Dataset records:

-----

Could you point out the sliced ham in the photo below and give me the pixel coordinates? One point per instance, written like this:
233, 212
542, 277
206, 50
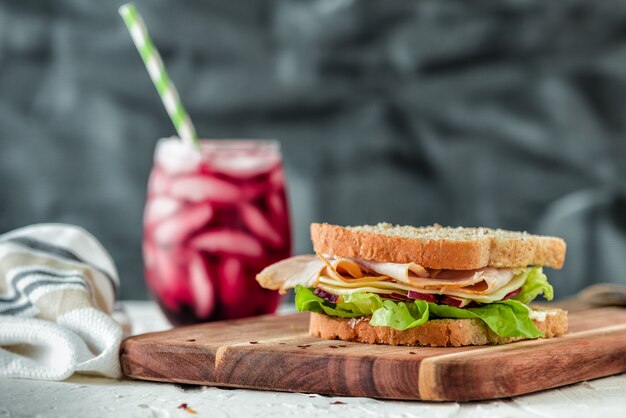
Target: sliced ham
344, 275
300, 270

-----

- Prompt
Except for the pictures, set down all of the records exactly.

- Solution to the problem
Could you point out the sliced ham in the photo below and give me the pixel coordinates? One point per instance, written like this:
233, 212
542, 277
206, 50
Target: sliced ham
344, 275
300, 270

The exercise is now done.